• _Entries shown_:
****************************************
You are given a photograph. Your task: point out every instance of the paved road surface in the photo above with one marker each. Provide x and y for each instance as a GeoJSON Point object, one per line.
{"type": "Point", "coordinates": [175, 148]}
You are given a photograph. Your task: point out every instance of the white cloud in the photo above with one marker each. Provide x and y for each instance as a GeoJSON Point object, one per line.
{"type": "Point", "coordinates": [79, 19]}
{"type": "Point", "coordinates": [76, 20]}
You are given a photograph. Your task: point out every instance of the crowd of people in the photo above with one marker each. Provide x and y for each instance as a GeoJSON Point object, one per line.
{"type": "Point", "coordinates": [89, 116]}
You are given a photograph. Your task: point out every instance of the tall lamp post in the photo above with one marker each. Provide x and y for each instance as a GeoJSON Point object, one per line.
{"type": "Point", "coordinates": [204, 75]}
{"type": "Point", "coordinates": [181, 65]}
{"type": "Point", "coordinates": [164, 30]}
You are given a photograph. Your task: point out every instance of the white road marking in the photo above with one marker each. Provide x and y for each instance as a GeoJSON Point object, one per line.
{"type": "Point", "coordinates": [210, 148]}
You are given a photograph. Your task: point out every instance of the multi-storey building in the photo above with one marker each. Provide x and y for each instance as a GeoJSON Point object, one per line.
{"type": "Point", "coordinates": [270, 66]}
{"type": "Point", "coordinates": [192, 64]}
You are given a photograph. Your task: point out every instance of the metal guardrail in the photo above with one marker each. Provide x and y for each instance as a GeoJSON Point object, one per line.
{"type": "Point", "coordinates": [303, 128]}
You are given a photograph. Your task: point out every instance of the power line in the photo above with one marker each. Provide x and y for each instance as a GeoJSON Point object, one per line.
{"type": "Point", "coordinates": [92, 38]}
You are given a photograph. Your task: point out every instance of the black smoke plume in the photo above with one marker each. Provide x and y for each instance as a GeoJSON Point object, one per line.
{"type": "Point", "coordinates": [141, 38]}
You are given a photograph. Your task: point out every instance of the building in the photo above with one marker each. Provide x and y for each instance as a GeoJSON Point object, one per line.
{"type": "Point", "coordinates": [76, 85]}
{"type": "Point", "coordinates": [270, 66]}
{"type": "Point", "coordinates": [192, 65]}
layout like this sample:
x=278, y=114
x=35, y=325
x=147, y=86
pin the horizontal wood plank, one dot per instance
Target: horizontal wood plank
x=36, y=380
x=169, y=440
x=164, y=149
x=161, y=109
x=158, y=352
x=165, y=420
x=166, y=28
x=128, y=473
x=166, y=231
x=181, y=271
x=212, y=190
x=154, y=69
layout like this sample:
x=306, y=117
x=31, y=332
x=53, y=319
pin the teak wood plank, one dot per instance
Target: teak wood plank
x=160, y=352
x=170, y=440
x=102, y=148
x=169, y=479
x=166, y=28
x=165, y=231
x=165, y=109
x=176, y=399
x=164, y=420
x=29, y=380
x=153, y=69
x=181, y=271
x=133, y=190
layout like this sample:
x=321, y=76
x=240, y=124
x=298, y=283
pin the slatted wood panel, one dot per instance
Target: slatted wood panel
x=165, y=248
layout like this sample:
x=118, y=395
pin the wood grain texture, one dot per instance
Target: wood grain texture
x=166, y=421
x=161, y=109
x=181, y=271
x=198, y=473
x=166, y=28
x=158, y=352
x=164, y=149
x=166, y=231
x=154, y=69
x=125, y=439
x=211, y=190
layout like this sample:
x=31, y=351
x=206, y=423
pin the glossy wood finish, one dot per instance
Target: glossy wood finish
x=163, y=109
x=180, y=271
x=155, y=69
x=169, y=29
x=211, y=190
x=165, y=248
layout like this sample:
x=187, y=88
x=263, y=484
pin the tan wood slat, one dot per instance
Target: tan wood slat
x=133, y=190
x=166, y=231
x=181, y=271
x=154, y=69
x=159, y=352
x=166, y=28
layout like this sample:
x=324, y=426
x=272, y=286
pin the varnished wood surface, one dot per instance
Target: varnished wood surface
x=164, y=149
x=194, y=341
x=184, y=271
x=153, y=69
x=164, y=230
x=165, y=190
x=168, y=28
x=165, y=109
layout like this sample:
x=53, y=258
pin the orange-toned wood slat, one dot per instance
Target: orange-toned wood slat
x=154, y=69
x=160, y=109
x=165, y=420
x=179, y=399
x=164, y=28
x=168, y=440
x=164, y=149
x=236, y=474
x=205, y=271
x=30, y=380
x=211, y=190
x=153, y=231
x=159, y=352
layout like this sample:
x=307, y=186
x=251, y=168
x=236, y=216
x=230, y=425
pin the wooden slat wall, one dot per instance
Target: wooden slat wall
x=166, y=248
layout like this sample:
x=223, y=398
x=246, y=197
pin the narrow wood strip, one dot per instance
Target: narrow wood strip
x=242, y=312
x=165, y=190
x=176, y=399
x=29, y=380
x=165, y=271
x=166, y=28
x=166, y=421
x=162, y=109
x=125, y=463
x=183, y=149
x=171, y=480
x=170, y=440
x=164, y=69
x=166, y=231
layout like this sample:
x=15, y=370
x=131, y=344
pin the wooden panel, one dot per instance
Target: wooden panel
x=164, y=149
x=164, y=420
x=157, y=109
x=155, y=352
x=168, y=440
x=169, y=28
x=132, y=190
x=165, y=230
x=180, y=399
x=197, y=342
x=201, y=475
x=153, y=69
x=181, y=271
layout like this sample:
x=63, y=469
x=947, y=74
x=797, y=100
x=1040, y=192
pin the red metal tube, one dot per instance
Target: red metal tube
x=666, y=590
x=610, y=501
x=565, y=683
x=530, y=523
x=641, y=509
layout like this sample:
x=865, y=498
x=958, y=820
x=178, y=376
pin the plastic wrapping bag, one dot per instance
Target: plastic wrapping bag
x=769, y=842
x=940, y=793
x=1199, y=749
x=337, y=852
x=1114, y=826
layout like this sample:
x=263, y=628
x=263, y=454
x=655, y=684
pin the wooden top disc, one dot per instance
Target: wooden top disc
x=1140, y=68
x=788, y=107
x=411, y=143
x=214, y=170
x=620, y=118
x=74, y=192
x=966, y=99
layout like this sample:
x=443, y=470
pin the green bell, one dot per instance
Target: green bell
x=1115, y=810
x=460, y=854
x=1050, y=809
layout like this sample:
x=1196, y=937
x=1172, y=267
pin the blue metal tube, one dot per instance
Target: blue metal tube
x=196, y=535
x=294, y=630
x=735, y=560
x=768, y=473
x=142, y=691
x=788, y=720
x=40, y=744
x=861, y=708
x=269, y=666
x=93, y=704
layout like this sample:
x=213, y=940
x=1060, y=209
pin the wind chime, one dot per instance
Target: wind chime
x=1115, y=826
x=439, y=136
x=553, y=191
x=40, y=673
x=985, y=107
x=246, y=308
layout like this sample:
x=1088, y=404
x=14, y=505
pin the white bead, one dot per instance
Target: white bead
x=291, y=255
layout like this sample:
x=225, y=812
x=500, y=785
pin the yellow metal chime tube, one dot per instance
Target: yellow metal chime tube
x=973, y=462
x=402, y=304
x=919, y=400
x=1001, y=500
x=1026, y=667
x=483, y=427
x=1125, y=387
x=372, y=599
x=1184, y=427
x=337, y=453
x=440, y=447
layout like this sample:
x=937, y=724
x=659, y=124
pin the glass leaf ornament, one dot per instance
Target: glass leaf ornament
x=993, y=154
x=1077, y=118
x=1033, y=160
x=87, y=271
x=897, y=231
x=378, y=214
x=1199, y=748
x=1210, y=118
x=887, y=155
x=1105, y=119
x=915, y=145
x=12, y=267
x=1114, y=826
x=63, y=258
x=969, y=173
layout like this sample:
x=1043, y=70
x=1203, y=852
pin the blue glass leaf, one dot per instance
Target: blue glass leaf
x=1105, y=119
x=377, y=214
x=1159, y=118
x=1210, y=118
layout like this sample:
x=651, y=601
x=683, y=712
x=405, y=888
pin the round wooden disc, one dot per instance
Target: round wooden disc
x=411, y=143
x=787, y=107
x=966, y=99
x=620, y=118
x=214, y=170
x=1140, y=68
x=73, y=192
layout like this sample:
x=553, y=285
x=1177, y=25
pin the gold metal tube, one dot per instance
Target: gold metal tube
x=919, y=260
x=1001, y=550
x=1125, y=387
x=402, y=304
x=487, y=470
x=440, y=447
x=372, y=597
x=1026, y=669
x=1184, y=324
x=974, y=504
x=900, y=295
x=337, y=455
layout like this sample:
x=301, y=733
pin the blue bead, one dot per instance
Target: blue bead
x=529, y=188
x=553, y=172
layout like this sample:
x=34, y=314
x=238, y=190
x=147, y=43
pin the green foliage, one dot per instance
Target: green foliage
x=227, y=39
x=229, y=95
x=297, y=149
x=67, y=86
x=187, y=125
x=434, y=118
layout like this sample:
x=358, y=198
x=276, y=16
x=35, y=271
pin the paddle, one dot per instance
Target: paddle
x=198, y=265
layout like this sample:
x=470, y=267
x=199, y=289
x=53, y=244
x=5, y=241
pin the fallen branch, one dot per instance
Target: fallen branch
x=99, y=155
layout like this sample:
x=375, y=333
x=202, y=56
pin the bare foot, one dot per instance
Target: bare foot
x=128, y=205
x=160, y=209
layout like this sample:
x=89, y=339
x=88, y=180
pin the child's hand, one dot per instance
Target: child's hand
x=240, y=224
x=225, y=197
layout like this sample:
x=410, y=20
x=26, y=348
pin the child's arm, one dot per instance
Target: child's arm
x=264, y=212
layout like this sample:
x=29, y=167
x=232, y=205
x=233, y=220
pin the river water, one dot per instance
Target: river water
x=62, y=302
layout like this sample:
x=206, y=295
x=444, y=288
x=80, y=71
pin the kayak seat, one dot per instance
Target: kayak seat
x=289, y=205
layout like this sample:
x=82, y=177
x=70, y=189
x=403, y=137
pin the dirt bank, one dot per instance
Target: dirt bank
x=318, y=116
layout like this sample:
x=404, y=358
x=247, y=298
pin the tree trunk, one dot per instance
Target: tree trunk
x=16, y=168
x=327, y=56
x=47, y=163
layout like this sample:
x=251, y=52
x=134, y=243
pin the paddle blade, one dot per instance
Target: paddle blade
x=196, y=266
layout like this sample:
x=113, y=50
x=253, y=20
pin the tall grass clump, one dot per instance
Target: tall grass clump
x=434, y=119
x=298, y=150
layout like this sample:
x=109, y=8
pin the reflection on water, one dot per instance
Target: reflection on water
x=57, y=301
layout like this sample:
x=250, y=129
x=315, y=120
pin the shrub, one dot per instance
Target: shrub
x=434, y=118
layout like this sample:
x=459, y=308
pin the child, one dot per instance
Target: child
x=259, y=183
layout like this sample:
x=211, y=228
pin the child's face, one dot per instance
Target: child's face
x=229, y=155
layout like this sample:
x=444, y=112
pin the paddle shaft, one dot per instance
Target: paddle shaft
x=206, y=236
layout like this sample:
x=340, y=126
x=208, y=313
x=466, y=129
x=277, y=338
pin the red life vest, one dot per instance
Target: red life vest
****************************************
• _Requirements_: Tally the lines in the entries above that contain the word "teak", and reply with the number alone.

• _Expected output_: 2